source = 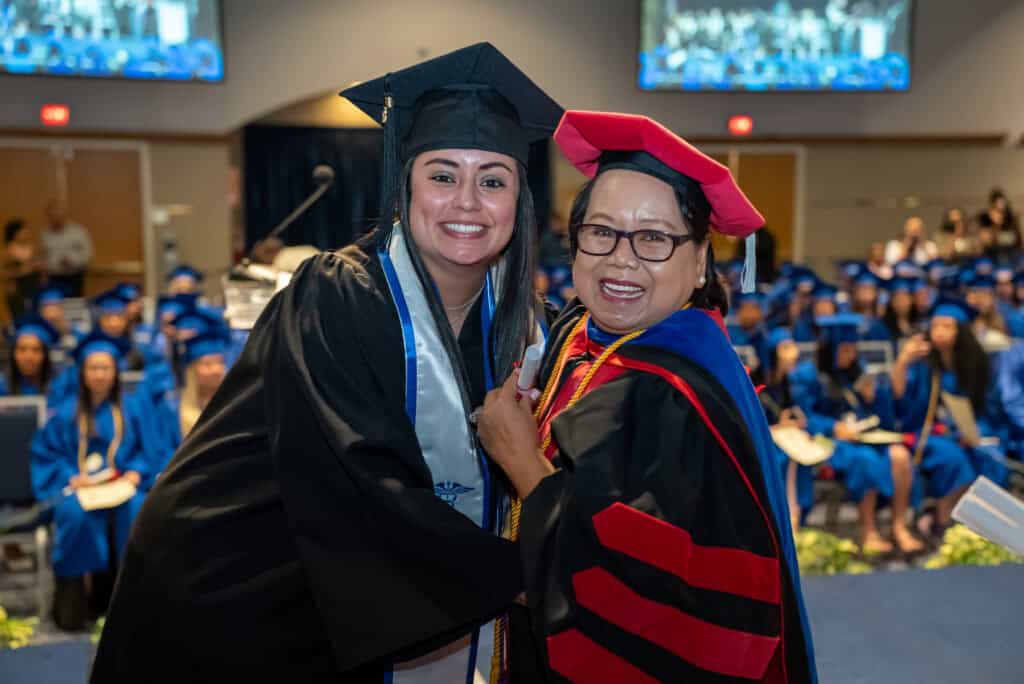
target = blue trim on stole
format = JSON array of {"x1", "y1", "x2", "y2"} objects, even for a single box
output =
[
  {"x1": 587, "y1": 309, "x2": 817, "y2": 682},
  {"x1": 377, "y1": 249, "x2": 416, "y2": 427},
  {"x1": 377, "y1": 244, "x2": 498, "y2": 684}
]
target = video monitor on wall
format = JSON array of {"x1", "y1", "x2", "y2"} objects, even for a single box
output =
[
  {"x1": 0, "y1": 0, "x2": 224, "y2": 82},
  {"x1": 639, "y1": 0, "x2": 913, "y2": 91}
]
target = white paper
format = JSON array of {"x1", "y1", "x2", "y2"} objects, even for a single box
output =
[
  {"x1": 75, "y1": 477, "x2": 135, "y2": 511},
  {"x1": 771, "y1": 426, "x2": 836, "y2": 466},
  {"x1": 953, "y1": 477, "x2": 1024, "y2": 556}
]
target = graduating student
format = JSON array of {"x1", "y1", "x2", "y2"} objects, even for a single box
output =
[
  {"x1": 480, "y1": 112, "x2": 814, "y2": 682},
  {"x1": 726, "y1": 292, "x2": 768, "y2": 370},
  {"x1": 790, "y1": 313, "x2": 923, "y2": 553},
  {"x1": 0, "y1": 313, "x2": 60, "y2": 396},
  {"x1": 882, "y1": 277, "x2": 924, "y2": 347},
  {"x1": 90, "y1": 289, "x2": 146, "y2": 371},
  {"x1": 32, "y1": 331, "x2": 151, "y2": 630},
  {"x1": 850, "y1": 270, "x2": 891, "y2": 342},
  {"x1": 92, "y1": 43, "x2": 561, "y2": 684},
  {"x1": 758, "y1": 328, "x2": 814, "y2": 530},
  {"x1": 135, "y1": 327, "x2": 229, "y2": 473},
  {"x1": 890, "y1": 298, "x2": 1009, "y2": 538},
  {"x1": 793, "y1": 283, "x2": 839, "y2": 342},
  {"x1": 36, "y1": 285, "x2": 83, "y2": 350}
]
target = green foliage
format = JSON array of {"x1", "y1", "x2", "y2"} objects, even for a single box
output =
[
  {"x1": 796, "y1": 527, "x2": 871, "y2": 576},
  {"x1": 0, "y1": 606, "x2": 39, "y2": 650},
  {"x1": 925, "y1": 525, "x2": 1024, "y2": 569}
]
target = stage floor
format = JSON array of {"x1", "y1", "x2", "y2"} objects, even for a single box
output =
[
  {"x1": 0, "y1": 565, "x2": 1024, "y2": 684},
  {"x1": 804, "y1": 565, "x2": 1024, "y2": 684}
]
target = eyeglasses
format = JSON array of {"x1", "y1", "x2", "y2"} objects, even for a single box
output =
[{"x1": 575, "y1": 223, "x2": 694, "y2": 261}]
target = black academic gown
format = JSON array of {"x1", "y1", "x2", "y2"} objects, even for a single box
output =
[
  {"x1": 91, "y1": 243, "x2": 522, "y2": 684},
  {"x1": 519, "y1": 306, "x2": 813, "y2": 684}
]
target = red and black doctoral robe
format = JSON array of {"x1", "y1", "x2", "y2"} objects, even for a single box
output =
[{"x1": 513, "y1": 306, "x2": 815, "y2": 684}]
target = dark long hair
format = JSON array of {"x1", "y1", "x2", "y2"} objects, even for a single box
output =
[
  {"x1": 569, "y1": 174, "x2": 729, "y2": 316},
  {"x1": 76, "y1": 360, "x2": 121, "y2": 438},
  {"x1": 7, "y1": 340, "x2": 53, "y2": 395},
  {"x1": 928, "y1": 323, "x2": 992, "y2": 416},
  {"x1": 391, "y1": 159, "x2": 541, "y2": 387}
]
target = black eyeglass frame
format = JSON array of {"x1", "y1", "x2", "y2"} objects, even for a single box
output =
[{"x1": 571, "y1": 223, "x2": 696, "y2": 263}]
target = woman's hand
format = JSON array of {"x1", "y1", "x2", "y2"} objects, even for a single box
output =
[
  {"x1": 476, "y1": 372, "x2": 555, "y2": 499},
  {"x1": 896, "y1": 333, "x2": 932, "y2": 368}
]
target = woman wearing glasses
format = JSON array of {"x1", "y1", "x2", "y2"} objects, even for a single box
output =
[{"x1": 479, "y1": 112, "x2": 815, "y2": 682}]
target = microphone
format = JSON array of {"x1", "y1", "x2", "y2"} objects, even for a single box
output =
[
  {"x1": 313, "y1": 164, "x2": 334, "y2": 186},
  {"x1": 232, "y1": 164, "x2": 335, "y2": 280}
]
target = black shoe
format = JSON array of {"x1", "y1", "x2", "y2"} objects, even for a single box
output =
[
  {"x1": 53, "y1": 578, "x2": 89, "y2": 632},
  {"x1": 89, "y1": 568, "x2": 117, "y2": 619}
]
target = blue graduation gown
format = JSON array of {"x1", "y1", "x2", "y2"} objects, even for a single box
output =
[
  {"x1": 790, "y1": 361, "x2": 893, "y2": 502},
  {"x1": 129, "y1": 361, "x2": 181, "y2": 474},
  {"x1": 760, "y1": 378, "x2": 814, "y2": 514},
  {"x1": 32, "y1": 400, "x2": 150, "y2": 578},
  {"x1": 896, "y1": 361, "x2": 1009, "y2": 498},
  {"x1": 995, "y1": 300, "x2": 1024, "y2": 339},
  {"x1": 988, "y1": 344, "x2": 1024, "y2": 459},
  {"x1": 858, "y1": 317, "x2": 893, "y2": 342}
]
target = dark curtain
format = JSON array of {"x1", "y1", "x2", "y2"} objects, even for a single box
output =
[
  {"x1": 243, "y1": 126, "x2": 552, "y2": 249},
  {"x1": 244, "y1": 126, "x2": 384, "y2": 250}
]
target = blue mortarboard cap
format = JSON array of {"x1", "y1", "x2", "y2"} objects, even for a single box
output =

- [Set exercise]: Format every line of the items above as a JSON array of strings, one string per line, omitting blank lines and the pictures.

- [Final answer]:
[
  "source = ",
  "target = blue trim on stole",
  "format = JSON array of {\"x1\", \"y1\", \"x2\", \"y2\"} objects, even for a single box",
  "output =",
  "[",
  "  {\"x1\": 587, \"y1\": 309, \"x2\": 817, \"y2\": 682},",
  "  {\"x1\": 377, \"y1\": 249, \"x2\": 416, \"y2\": 427},",
  "  {\"x1\": 377, \"y1\": 244, \"x2\": 498, \"y2\": 684}",
  "]",
  "target = video monitor on wall",
  "format = JSON array of {\"x1\", \"y1\", \"x2\", \"y2\"} objects, even for a single box",
  "output =",
  "[",
  "  {\"x1\": 0, \"y1\": 0, \"x2\": 224, \"y2\": 82},",
  "  {\"x1\": 639, \"y1\": 0, \"x2\": 913, \"y2\": 91}",
  "]",
  "target = white paper",
  "format = JSON array of {\"x1\", \"y1\", \"x2\", \"y2\"} objects, even for a single box",
  "output =",
  "[",
  "  {\"x1\": 75, \"y1\": 477, \"x2\": 135, \"y2\": 511},",
  "  {\"x1\": 771, \"y1\": 426, \"x2\": 836, \"y2\": 466},",
  "  {\"x1\": 953, \"y1\": 477, \"x2\": 1024, \"y2\": 556}",
  "]",
  "target = graduating student",
  "format = JSON array of {\"x1\", \"y1\", \"x2\", \"y2\"} objects, even for a single box",
  "output =",
  "[",
  "  {\"x1\": 480, \"y1\": 112, \"x2\": 814, \"y2\": 682},",
  "  {\"x1\": 726, \"y1\": 292, \"x2\": 768, \"y2\": 370},",
  "  {\"x1\": 790, \"y1\": 313, \"x2\": 923, \"y2\": 553},",
  "  {\"x1\": 0, \"y1\": 313, \"x2\": 60, \"y2\": 396},",
  "  {\"x1\": 882, \"y1\": 277, \"x2\": 924, \"y2\": 347},",
  "  {\"x1\": 90, \"y1\": 289, \"x2\": 146, \"y2\": 371},",
  "  {\"x1\": 32, \"y1\": 331, \"x2\": 151, \"y2\": 630},",
  "  {\"x1\": 850, \"y1\": 270, \"x2\": 891, \"y2\": 342},",
  "  {\"x1\": 92, \"y1\": 43, \"x2\": 561, \"y2\": 684},",
  "  {\"x1\": 758, \"y1\": 328, \"x2\": 814, \"y2\": 530},",
  "  {\"x1\": 135, \"y1\": 327, \"x2\": 229, \"y2\": 473},",
  "  {\"x1\": 890, \"y1\": 298, \"x2\": 1009, \"y2\": 538},",
  "  {\"x1\": 793, \"y1\": 283, \"x2\": 839, \"y2\": 342},",
  "  {\"x1\": 36, \"y1\": 285, \"x2\": 83, \"y2\": 350}",
  "]",
  "target = green foliage",
  "format = JSON array of {\"x1\", \"y1\", \"x2\", \"y2\"} objects, even for a single box",
  "output =",
  "[",
  "  {\"x1\": 796, \"y1\": 527, \"x2\": 871, \"y2\": 576},",
  "  {\"x1\": 0, \"y1\": 606, \"x2\": 39, \"y2\": 650},",
  "  {\"x1\": 925, \"y1\": 525, \"x2\": 1024, \"y2\": 569}",
  "]",
  "target = stage floor",
  "format = JSON array of {\"x1\", \"y1\", \"x2\", \"y2\"} objects, even for a single box",
  "output =",
  "[",
  "  {\"x1\": 0, \"y1\": 565, \"x2\": 1024, \"y2\": 684},",
  "  {\"x1\": 804, \"y1\": 565, \"x2\": 1024, \"y2\": 684}",
  "]",
  "target = eyeglasses",
  "format = JSON array of {\"x1\", \"y1\", \"x2\", \"y2\"} objects, even for a single box",
  "output =",
  "[{\"x1\": 575, \"y1\": 223, \"x2\": 694, \"y2\": 261}]",
  "target = black academic gown",
  "format = JSON array of {\"x1\", \"y1\", \"x2\", \"y2\"} objects, even for a single box",
  "output =",
  "[",
  "  {\"x1\": 91, \"y1\": 243, \"x2\": 522, \"y2\": 684},",
  "  {\"x1\": 519, \"y1\": 306, \"x2\": 813, \"y2\": 684}",
  "]",
  "target = red and black doctoral robe",
  "format = JSON array of {\"x1\", \"y1\", \"x2\", \"y2\"} objects, even for a single box",
  "output =",
  "[{\"x1\": 513, \"y1\": 306, \"x2\": 815, \"y2\": 684}]",
  "target = dark long hair",
  "format = JSON array of {\"x1\", \"y1\", \"x2\", \"y2\"} objects, even for a single box",
  "output =",
  "[",
  "  {\"x1\": 569, \"y1\": 174, \"x2\": 729, \"y2\": 316},",
  "  {\"x1\": 76, \"y1\": 360, \"x2\": 121, \"y2\": 438},",
  "  {\"x1\": 7, \"y1\": 340, \"x2\": 53, \"y2\": 395},",
  "  {\"x1\": 928, \"y1\": 323, \"x2\": 992, \"y2\": 416},",
  "  {\"x1\": 391, \"y1\": 159, \"x2\": 541, \"y2\": 387}",
  "]",
  "target = black eyeglass frame",
  "format = JSON array of {\"x1\", \"y1\", \"x2\", \"y2\"} objects, even for a single box",
  "output =",
  "[{\"x1\": 571, \"y1\": 223, \"x2\": 696, \"y2\": 263}]",
  "target = woman's hand",
  "format = JSON array of {\"x1\", \"y1\", \"x2\", \"y2\"} objects, even for a single box",
  "output =",
  "[",
  "  {\"x1\": 476, \"y1\": 372, \"x2\": 555, \"y2\": 499},",
  "  {\"x1\": 896, \"y1\": 333, \"x2\": 932, \"y2\": 368}",
  "]",
  "target = woman wearing glasses",
  "format = JSON array of {\"x1\", \"y1\", \"x2\", \"y2\"} objects, even for a single box",
  "output =",
  "[{\"x1\": 479, \"y1\": 112, \"x2\": 815, \"y2\": 682}]",
  "target = microphone",
  "format = JSON array of {\"x1\", \"y1\", \"x2\", \"y2\"} objects, even for a single box",
  "output =",
  "[",
  "  {\"x1\": 313, \"y1\": 164, \"x2\": 334, \"y2\": 186},",
  "  {\"x1\": 232, \"y1\": 164, \"x2\": 335, \"y2\": 280}",
  "]",
  "target = black shoe",
  "format = JSON array of {\"x1\", \"y1\", \"x2\", \"y2\"} objects, even for a single box",
  "output =",
  "[",
  "  {\"x1\": 53, \"y1\": 578, \"x2\": 89, \"y2\": 632},",
  "  {\"x1\": 89, \"y1\": 568, \"x2\": 117, \"y2\": 619}",
  "]",
  "target = blue graduation gown",
  "format = JSON array of {\"x1\", \"y1\", \"x2\", \"y2\"} objects, even for a single box",
  "output =",
  "[",
  "  {\"x1\": 790, \"y1\": 361, \"x2\": 893, \"y2\": 502},",
  "  {\"x1\": 129, \"y1\": 361, \"x2\": 181, \"y2\": 474},",
  "  {\"x1\": 760, \"y1\": 378, \"x2\": 814, \"y2\": 514},",
  "  {\"x1\": 32, \"y1\": 400, \"x2\": 150, \"y2\": 578},",
  "  {\"x1\": 896, \"y1\": 361, \"x2\": 1009, \"y2\": 498},",
  "  {\"x1\": 995, \"y1\": 300, \"x2\": 1024, \"y2\": 339},",
  "  {\"x1\": 988, \"y1\": 344, \"x2\": 1024, \"y2\": 459},",
  "  {\"x1\": 858, \"y1\": 317, \"x2\": 893, \"y2\": 342}",
  "]",
  "target = dark curtain",
  "format = JSON array of {\"x1\", \"y1\", \"x2\", \"y2\"} objects, even for a single box",
  "output =",
  "[",
  "  {\"x1\": 243, \"y1\": 126, \"x2\": 552, \"y2\": 249},",
  "  {\"x1\": 244, \"y1\": 126, \"x2\": 384, \"y2\": 250}",
  "]",
  "target = blue mortarboard cap",
  "format = JSON array of {\"x1\", \"y1\", \"x2\", \"y2\"} objects, even for a single box",
  "output ="
]